Selected text START

No-Cause Jury Verdict Secured in Wrongful Death Trial

We successfully obtained a no-cause jury verdict in a 13-day wrongful death trial. The decedent, a 59-year-old man, was admitted to the emergency room on February 15, 2019, with complaints of abdominal pain, decreased appetite, and constipation, despite the use of laxatives. The patient did not complain of any nausea, vomiting, or diarrhea. He had a significant medical history including diabetes, hypertension, prior coronary artery stenting, morbid obesity (with past gastric bypass surgery), longstanding ventral hernia, and back pain. A CT scan revealed multiple hernias and a potential closed-loop bowel obstruction, leading to a surgery consultation. Our client, an emergency general surgeon, interpreted that the patient did not have a closed loop or any significant obstruction and recommended non-surgical management. The patient was approved to have clear liquids, and had a vomiting incident shortly after, but our client was not notified. The patient was returned to NPO status, and after improving overnight, he was returned to “clears” and additional medical and renal consults were ordered. Our client did not receive any communications from the residents/nurses of any changes in the patient’s condition. On February 18, 2019, two rapid responses were called due to increased heart rate and vomiting. It is believed that the vomiting resulted in aspiration, causing sepsis, ultimately leading to the patient’s death. During the trial, the plaintiff’s sole medical expert highlighted imaging on the wrong hernia, which called into question all of his opinions in the case. We made key objections related to the expert testimony, limiting what the allegations were, and preventing new allegations from being made. After approximately two and a half hours of deliberating, the jury returned a no-cause verdict.

Selected text END
Exercise data START

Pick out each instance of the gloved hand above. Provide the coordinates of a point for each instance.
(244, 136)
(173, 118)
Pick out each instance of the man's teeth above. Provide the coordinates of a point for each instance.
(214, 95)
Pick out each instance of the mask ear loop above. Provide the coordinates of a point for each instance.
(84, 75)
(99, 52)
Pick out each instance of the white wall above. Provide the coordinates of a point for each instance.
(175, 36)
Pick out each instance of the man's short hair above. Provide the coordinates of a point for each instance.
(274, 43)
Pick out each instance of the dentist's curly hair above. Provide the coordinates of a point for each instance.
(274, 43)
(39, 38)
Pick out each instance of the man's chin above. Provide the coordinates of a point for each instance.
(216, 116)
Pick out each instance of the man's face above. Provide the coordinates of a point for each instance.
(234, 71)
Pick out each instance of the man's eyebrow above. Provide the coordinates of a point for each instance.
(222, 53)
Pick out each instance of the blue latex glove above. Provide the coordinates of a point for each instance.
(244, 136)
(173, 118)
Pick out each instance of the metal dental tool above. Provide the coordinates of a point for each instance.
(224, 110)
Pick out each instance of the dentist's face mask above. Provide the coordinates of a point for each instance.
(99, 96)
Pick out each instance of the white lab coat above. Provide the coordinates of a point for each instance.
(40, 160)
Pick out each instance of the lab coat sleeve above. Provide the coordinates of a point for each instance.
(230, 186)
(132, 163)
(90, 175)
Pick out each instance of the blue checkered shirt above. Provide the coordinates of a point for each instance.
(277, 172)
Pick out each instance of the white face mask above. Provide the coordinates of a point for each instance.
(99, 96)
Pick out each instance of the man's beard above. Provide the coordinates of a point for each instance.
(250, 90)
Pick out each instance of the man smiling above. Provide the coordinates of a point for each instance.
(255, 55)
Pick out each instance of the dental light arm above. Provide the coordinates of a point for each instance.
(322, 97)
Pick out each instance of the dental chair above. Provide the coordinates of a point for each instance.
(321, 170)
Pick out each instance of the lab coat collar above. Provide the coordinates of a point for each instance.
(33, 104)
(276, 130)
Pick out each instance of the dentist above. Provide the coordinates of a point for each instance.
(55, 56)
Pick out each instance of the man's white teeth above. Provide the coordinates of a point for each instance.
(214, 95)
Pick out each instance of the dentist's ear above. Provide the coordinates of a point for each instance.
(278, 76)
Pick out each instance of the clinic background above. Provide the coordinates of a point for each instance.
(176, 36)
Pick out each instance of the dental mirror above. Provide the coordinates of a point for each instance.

Exercise data END

> _About this exercise_: According to the wrongful death trial summary, how long did the jury deliberate before returning its verdict?

> _Output below_: Approximately two and a half hours.